▶ Exercise details
Answer these about the healthcare policy article below:
(a) On what date was it published?
(b) Where does the author work as a medical oncologist?
(c) What legislation is named as a possible replacement for the Affordable Care Act, and did it pass?

Federal Indecisiveness Belies Significant Changes in Medicaid Policy State by State

Debra Patt, MD, MPH, MBA
Published: Friday, Oct 13, 2017
Debra Patt, MD, MPH, MBA
Debra Patt, MD, MPH, MBA
Today’s healthcare landscape is rapidly evolving, with many trends emerging and policy changes under consideration that have far-reaching implications for cancer care. As a medical oncologist at Texas Oncology, I have been very active in collaborating with ASCO, the Community Oncology Alliance, and The US Oncology Network to heighten awareness of issues that may affect access to quality care for patients with cancer. What follows are a few of the major issues we are closely watching.

Policy Changes and Trends

Healthcare reform

As we have seen recently, there is much executive interest in modifying the Affordable Care Act (ACA) or replacing it with new legislation, such as the American Health Care Act (AHCA). Although the AHCA failed to pass, the future of repeal and replace is undecided, creating uncertainty about healthcare policy.

▶ Records shown
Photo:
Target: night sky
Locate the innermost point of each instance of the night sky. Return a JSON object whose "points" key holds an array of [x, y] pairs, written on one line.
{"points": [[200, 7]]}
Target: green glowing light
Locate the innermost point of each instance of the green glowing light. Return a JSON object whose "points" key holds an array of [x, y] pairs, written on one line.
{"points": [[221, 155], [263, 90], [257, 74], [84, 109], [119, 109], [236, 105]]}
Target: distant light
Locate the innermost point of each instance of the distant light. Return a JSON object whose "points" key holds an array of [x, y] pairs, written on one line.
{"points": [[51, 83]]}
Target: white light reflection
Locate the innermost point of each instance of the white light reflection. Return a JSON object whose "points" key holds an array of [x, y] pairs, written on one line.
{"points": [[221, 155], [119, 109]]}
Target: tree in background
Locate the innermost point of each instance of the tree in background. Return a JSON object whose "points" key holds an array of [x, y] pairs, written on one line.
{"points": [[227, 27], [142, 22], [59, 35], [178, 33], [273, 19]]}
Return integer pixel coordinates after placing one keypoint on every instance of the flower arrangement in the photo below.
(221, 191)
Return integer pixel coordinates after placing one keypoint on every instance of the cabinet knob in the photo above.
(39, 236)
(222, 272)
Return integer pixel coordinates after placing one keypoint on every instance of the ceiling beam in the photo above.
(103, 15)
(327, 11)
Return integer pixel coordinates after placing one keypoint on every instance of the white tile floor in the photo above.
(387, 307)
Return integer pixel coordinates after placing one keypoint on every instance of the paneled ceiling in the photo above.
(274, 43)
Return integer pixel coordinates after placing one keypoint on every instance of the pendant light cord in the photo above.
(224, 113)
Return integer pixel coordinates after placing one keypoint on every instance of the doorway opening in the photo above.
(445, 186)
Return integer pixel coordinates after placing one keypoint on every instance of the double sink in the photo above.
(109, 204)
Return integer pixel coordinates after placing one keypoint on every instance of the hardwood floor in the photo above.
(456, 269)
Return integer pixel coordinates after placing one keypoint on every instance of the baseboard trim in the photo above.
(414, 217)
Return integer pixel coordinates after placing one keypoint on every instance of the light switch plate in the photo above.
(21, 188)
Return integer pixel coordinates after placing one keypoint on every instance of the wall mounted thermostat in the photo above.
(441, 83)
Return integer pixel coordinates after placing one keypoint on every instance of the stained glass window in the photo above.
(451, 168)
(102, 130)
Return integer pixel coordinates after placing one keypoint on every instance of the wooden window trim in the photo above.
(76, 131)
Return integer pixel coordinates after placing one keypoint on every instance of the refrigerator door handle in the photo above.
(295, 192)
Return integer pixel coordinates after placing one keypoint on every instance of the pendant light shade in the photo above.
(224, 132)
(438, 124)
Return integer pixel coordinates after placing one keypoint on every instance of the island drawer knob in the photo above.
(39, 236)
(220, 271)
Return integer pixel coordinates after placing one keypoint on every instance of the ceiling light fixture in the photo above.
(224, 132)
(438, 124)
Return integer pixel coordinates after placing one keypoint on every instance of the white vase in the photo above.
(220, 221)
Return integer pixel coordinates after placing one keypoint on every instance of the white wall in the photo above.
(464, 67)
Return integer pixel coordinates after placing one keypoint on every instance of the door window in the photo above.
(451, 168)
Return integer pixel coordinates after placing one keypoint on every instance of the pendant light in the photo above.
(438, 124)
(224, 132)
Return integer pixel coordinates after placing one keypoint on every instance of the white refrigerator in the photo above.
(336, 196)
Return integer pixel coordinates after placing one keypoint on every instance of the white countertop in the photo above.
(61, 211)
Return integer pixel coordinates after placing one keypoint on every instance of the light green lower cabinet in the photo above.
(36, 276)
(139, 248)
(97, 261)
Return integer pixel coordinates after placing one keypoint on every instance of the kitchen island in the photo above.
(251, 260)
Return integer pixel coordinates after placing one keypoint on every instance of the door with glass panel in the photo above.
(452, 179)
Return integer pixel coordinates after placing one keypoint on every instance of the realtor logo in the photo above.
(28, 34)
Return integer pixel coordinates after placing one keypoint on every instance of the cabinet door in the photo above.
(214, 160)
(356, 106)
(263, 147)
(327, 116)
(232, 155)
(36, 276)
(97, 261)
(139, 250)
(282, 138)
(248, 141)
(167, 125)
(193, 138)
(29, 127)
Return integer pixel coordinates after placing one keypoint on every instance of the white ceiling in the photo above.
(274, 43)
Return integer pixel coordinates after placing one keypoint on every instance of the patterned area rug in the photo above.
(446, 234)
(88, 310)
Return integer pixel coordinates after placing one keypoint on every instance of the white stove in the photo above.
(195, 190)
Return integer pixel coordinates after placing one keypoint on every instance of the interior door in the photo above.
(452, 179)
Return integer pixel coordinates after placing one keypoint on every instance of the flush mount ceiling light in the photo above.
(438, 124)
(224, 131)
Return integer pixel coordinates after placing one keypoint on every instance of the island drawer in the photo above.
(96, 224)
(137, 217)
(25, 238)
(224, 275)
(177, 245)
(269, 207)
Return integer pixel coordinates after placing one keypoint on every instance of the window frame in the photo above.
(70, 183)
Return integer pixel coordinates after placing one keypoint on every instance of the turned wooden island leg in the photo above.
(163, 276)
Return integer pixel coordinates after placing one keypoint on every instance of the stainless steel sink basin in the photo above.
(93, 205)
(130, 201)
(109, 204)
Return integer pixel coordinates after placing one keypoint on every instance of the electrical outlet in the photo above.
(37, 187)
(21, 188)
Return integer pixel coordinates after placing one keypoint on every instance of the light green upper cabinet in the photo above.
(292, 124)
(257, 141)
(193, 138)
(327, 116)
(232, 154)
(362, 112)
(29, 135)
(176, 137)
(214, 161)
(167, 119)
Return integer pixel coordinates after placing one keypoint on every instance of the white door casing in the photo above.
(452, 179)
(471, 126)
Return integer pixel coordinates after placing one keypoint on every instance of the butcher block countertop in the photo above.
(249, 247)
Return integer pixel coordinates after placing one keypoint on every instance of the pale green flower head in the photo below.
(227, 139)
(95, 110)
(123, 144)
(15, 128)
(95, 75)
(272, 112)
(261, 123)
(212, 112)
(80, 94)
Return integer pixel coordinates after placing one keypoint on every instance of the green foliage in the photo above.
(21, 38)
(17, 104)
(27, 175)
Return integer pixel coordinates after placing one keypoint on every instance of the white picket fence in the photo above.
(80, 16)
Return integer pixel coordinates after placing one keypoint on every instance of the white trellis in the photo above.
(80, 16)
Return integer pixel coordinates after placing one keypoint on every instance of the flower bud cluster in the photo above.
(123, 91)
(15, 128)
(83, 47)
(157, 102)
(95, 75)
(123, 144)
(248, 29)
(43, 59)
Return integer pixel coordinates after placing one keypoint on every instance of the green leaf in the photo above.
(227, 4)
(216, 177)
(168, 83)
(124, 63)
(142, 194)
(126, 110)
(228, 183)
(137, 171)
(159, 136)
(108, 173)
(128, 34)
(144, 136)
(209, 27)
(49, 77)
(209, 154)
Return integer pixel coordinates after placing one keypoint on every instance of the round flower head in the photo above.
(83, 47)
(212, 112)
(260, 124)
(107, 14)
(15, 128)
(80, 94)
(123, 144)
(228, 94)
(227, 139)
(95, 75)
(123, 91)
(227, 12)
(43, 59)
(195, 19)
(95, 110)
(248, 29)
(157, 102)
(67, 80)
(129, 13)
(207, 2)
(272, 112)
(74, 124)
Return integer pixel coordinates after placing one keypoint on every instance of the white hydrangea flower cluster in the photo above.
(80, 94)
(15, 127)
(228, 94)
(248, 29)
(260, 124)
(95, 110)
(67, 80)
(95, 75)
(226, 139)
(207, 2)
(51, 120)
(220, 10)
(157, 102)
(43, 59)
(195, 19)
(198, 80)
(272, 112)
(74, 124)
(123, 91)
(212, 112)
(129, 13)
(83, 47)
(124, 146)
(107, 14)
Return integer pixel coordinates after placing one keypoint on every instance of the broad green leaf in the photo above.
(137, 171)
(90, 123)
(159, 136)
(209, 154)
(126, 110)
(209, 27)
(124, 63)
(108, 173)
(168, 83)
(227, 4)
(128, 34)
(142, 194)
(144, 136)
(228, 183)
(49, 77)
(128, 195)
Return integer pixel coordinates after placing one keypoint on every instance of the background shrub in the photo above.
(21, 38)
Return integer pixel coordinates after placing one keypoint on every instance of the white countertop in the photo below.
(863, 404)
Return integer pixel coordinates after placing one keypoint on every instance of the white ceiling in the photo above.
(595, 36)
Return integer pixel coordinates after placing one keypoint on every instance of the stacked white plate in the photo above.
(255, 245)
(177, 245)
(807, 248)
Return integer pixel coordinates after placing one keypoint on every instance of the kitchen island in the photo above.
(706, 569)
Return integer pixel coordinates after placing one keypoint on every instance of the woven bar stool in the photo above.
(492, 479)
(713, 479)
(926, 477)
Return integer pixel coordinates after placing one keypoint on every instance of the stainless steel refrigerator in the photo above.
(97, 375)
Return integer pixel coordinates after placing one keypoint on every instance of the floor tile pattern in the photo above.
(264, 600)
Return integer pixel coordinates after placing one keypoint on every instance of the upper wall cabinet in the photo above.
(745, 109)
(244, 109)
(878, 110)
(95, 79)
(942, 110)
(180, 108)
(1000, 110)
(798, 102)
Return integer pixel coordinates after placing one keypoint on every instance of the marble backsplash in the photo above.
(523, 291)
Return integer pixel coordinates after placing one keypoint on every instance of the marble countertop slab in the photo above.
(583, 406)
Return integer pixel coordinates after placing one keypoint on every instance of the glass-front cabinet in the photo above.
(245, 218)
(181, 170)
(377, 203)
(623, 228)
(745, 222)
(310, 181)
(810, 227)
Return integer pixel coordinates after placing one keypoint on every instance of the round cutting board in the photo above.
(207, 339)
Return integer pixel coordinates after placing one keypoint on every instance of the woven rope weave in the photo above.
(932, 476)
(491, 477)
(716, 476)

▶ Solution to this problem
(a) Friday, Oct 13, 2017
(b) Texas Oncology
(c) The American Health Care Act (AHCA), which failed to pass